→ **Excerpt**:
=== Begin Enclosure ===

How to develop your leadership narrative?

I mentioned above that the best leaders talk regularly about leadership. They weave it into daily interactions, which gives them opportunity to hear opposing perspectives, test theories, and hone their own arguments. Discussion, however, is only part of a holistic approach to developing a leadership narrative, which looks like this: Consumption – Distillation – Reflection – Refinement – Transmission

“You are today where your thoughts have brought you;

you will be tomorrow where your thoughts take you.” ~James Allen

The process begins with consumption. The leader with a narrative to develop actively seeks out and consumes high quality professional content. Books, professional journals, online magazines, blogs, conferences, and many others make up the leader’s consumption menu. Consumption of professional content is such a pivotally decisive step to great leadership that I’m convinced no success can be found without it.

The leader then distills (or filters) the most relevant of that content to identify what will become part of his leadership narrative. If reading a book is consumption, distillation is underlining a passage that resonates. Mentors and leader development programs play an important role here by helping junior leaders extract appropriate insight from professional sources.

=== End Enclosure ===

→ **Image point grounding data**:

=== Begin Enclosure ===

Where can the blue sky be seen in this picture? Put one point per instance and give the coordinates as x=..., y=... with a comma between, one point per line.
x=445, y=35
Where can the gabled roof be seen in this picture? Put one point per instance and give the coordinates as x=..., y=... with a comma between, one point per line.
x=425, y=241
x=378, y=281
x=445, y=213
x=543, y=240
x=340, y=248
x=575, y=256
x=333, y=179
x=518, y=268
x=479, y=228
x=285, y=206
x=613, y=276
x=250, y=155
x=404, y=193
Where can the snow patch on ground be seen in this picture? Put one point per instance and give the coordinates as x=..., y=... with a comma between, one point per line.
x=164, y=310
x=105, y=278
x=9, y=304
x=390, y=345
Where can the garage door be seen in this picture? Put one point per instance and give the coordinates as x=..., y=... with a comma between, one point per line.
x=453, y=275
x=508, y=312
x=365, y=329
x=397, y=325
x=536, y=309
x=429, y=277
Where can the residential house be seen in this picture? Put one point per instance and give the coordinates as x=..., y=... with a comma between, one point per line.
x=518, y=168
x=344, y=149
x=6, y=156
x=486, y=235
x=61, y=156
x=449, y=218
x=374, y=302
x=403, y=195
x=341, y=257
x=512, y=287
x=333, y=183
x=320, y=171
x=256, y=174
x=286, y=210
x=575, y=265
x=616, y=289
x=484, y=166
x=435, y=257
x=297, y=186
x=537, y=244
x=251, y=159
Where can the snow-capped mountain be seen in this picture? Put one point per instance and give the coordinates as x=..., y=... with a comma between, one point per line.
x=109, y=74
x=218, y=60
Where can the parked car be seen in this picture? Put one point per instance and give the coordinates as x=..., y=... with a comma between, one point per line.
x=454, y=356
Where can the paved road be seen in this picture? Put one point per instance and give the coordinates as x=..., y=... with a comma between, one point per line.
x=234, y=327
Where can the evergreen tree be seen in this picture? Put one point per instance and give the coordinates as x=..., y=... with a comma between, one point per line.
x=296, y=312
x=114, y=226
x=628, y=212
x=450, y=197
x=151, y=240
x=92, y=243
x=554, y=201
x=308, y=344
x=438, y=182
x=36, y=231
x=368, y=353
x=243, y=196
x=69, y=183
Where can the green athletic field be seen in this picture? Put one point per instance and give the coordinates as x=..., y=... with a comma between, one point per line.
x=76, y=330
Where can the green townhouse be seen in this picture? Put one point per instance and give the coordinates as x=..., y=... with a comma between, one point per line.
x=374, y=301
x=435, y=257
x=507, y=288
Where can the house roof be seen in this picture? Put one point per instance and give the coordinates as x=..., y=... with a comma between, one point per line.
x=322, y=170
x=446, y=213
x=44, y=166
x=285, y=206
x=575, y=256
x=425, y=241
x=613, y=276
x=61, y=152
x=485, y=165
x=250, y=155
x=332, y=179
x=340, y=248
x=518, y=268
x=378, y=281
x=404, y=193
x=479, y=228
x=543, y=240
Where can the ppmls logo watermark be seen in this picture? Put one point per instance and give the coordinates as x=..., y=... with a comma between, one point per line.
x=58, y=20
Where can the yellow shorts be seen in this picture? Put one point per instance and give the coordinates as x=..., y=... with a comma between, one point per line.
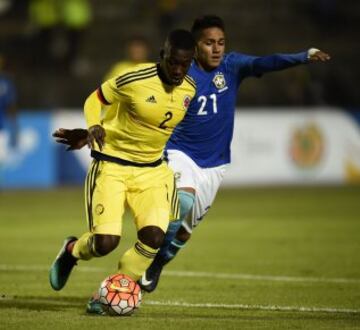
x=150, y=193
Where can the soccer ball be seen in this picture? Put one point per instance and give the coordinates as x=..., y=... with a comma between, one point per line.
x=119, y=295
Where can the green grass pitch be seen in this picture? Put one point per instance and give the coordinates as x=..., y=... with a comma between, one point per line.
x=264, y=258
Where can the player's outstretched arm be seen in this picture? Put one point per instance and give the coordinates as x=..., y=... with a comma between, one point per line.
x=315, y=55
x=73, y=138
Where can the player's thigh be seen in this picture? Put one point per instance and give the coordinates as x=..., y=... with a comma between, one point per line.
x=154, y=202
x=105, y=198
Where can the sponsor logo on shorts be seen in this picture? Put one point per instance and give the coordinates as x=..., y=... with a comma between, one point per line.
x=186, y=102
x=99, y=209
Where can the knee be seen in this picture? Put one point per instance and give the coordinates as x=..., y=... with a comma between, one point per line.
x=104, y=244
x=187, y=199
x=151, y=236
x=183, y=235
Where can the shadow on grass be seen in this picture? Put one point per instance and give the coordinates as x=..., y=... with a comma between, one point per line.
x=39, y=303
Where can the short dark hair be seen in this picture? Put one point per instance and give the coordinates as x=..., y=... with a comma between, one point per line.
x=205, y=22
x=181, y=39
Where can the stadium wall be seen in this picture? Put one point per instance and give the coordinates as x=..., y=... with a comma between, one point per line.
x=270, y=147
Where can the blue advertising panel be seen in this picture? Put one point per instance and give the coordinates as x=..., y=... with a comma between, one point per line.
x=31, y=161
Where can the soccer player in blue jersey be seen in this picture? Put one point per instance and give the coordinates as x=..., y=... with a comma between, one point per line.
x=199, y=148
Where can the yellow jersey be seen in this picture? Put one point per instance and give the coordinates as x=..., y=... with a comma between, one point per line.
x=147, y=112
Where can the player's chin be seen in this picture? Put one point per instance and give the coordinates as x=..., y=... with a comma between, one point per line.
x=177, y=82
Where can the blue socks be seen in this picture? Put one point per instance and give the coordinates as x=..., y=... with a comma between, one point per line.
x=171, y=245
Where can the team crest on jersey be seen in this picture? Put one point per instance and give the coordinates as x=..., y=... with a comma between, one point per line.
x=219, y=80
x=186, y=102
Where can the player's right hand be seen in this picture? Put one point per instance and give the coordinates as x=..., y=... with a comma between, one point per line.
x=96, y=134
x=73, y=138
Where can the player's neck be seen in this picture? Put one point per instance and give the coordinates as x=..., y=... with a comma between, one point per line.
x=162, y=76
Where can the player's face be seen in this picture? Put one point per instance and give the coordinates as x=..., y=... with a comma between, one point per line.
x=175, y=63
x=210, y=48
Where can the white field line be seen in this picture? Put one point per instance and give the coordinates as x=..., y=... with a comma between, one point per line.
x=255, y=307
x=229, y=276
x=298, y=309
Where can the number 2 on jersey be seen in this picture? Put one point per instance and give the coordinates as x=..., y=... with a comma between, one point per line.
x=203, y=100
x=168, y=116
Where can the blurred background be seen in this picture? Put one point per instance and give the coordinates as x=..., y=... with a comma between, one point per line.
x=293, y=127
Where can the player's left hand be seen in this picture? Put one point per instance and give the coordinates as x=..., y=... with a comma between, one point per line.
x=73, y=138
x=315, y=55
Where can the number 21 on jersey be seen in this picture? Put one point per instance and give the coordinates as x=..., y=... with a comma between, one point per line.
x=203, y=101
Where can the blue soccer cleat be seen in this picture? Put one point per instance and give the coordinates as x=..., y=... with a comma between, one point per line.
x=94, y=306
x=62, y=266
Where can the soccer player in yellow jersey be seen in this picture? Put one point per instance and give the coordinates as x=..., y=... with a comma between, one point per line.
x=127, y=143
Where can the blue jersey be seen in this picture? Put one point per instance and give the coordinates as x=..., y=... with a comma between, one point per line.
x=206, y=132
x=7, y=97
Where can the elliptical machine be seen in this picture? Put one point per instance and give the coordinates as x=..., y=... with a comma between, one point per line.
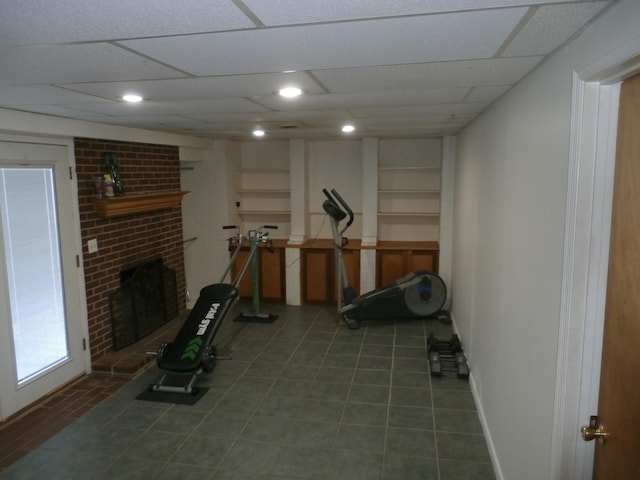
x=418, y=294
x=192, y=351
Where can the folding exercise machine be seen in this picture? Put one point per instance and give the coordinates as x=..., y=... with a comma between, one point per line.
x=419, y=294
x=192, y=351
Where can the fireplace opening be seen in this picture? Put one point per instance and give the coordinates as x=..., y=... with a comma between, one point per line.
x=146, y=300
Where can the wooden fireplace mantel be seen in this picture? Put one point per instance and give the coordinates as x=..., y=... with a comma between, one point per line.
x=137, y=202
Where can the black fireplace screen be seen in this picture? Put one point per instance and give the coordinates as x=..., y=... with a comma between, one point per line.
x=145, y=301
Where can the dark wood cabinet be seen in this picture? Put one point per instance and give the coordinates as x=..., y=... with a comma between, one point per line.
x=395, y=259
x=319, y=283
x=270, y=270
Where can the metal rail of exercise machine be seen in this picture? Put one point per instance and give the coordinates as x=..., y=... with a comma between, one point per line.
x=192, y=351
x=420, y=294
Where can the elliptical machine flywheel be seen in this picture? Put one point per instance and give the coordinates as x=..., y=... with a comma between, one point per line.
x=420, y=294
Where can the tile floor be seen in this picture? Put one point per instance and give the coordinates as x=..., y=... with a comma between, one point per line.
x=302, y=398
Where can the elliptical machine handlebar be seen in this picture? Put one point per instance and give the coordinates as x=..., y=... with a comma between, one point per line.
x=332, y=197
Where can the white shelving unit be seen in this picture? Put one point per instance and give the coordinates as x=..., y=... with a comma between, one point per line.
x=265, y=197
x=408, y=197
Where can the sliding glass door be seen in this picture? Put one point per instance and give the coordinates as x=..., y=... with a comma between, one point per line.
x=42, y=315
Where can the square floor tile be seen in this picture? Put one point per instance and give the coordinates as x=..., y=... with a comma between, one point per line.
x=400, y=467
x=457, y=446
x=466, y=470
x=365, y=414
x=320, y=435
x=353, y=465
x=361, y=438
x=301, y=462
x=410, y=442
x=411, y=417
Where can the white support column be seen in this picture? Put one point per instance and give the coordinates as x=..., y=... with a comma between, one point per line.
x=446, y=212
x=298, y=178
x=369, y=213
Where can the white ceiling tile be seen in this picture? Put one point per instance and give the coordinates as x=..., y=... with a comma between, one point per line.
x=364, y=99
x=75, y=63
x=198, y=88
x=98, y=20
x=60, y=111
x=486, y=94
x=183, y=107
x=377, y=42
x=272, y=116
x=286, y=12
x=451, y=109
x=41, y=94
x=498, y=71
x=551, y=26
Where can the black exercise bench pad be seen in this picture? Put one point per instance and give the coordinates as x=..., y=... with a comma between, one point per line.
x=184, y=354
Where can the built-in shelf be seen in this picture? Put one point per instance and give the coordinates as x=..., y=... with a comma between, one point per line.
x=408, y=214
x=400, y=168
x=264, y=191
x=265, y=212
x=409, y=192
x=137, y=203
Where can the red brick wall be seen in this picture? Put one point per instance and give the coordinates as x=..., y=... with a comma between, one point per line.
x=125, y=242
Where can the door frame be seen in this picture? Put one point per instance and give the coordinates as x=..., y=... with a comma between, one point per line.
x=592, y=156
x=73, y=239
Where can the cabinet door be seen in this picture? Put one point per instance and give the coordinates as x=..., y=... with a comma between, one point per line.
x=270, y=270
x=271, y=274
x=395, y=264
x=318, y=272
x=352, y=265
x=245, y=286
x=421, y=260
x=391, y=266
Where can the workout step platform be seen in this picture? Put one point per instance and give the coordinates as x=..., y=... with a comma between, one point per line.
x=446, y=356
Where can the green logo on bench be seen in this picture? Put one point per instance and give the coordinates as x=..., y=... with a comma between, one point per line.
x=192, y=349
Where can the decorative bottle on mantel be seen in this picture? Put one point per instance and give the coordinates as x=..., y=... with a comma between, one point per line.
x=108, y=186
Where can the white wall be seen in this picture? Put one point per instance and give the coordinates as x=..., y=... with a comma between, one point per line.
x=511, y=178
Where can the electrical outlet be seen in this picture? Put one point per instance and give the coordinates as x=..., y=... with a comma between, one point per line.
x=92, y=245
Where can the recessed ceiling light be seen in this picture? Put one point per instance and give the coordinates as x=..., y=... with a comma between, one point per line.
x=132, y=98
x=290, y=92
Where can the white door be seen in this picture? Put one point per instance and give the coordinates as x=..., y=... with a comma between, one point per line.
x=42, y=303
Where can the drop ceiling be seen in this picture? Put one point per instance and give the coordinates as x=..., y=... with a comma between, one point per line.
x=212, y=68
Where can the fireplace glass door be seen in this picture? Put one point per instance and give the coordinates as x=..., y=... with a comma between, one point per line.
x=34, y=324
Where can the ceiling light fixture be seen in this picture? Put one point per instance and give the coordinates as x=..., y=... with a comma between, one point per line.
x=132, y=98
x=290, y=92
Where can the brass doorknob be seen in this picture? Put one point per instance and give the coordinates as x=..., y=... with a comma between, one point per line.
x=589, y=433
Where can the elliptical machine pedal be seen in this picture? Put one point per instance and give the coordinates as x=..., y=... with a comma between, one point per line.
x=446, y=356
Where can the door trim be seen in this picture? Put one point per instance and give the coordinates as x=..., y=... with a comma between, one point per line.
x=74, y=239
x=588, y=226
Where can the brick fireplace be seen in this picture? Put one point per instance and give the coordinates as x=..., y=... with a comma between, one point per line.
x=127, y=241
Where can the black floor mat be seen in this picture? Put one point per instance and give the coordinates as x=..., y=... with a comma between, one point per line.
x=253, y=318
x=173, y=397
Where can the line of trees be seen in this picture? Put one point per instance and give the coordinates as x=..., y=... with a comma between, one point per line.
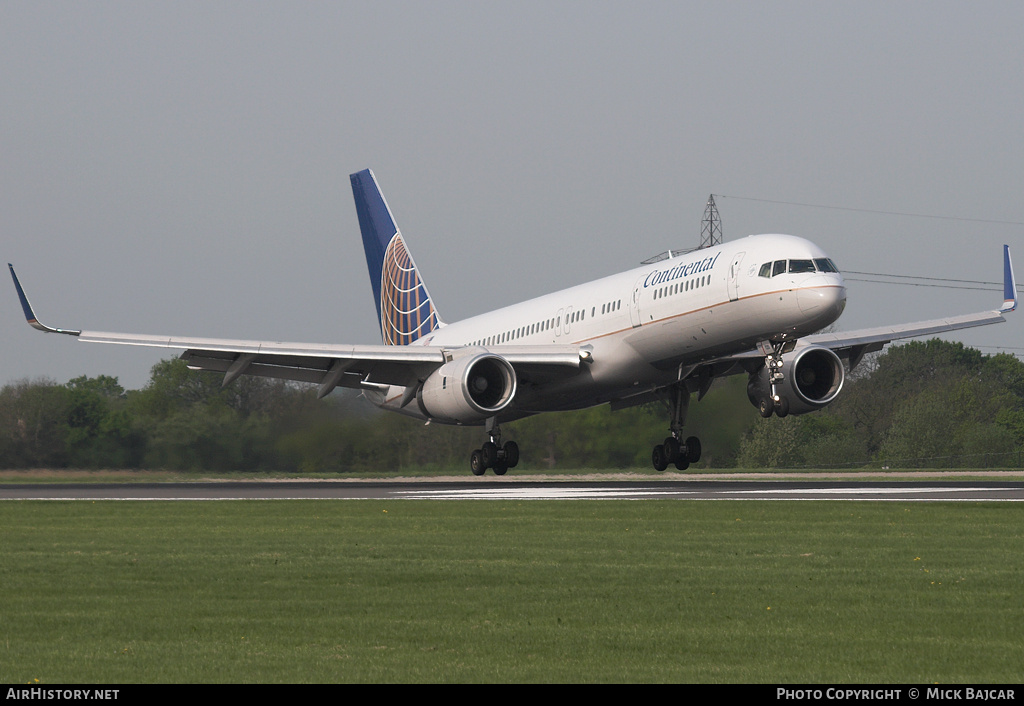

=== End Enclosure ===

→ **Explore the material**:
**a)** Answer these questions about the leadership narrative excerpt:
(i) What five stages make up the holistic approach to developing a leadership narrative?
(ii) Whom does the excerpt quote?
(iii) If reading a book is consumption, what is distillation?
**b)** Write what comes next in the leadership narrative excerpt, starting after its final sentence.
The rows are separate material, unrelated to the leadership narrative excerpt.

→ **Outputs in order**:
**a)**
(i) Consumption, Distillation, Reflection, Refinement, Transmission
(ii) James Allen
(iii) Underlining a passage that resonates

**b)**
Reflection is the step a leader takes in shaping the distilled content into personalized insight. For example, after underlining a book passage, the reflection step is writing in the margins to capture how the text is specifically relevant and applicable. Reflection is intellectually challenging. Anyone can pick out a brilliant quote, but the great leader is able to convert that insight into lessons that resonate in her own leadership environment. Leaders can also draw insight from experience, provided that they are open to learning from that experience.

Refinement is the core of developing a narrative, and the step in which leaders often fail to fully engage. In refinement, leaders consolidate the insight they gained from professional content and experience, then continually expose it to the real world. They discuss their thoughts on leadership with their network of peers and mentors, hearing new perspectives and defending beliefs. They say things like, “Hey, I read the other day that… What do you think?” or “A mentor recommended I deal with a situation like so, how would you do it?” Writing and publishing are also excellent ways to refine the leadership narrative. Putting words to paper consolidates beliefs and requires specificity that casual conversation does not. 

“Thoughts disentangle themselves over the lips and through fingertips.”

~ Michael Hyatt

Transmission. A leadership narrative is purely academic unless the leader transmits it to his sphere of influence. If this preceding steps give the leader an arsenal of insight to apply across the organization, transmission is the deployment of that insight at the right time and place, and to the right people. Transmission is not just regurgitation. It is how a leader uses her particular skills to solve unique problems. Transmission is the art of leadership.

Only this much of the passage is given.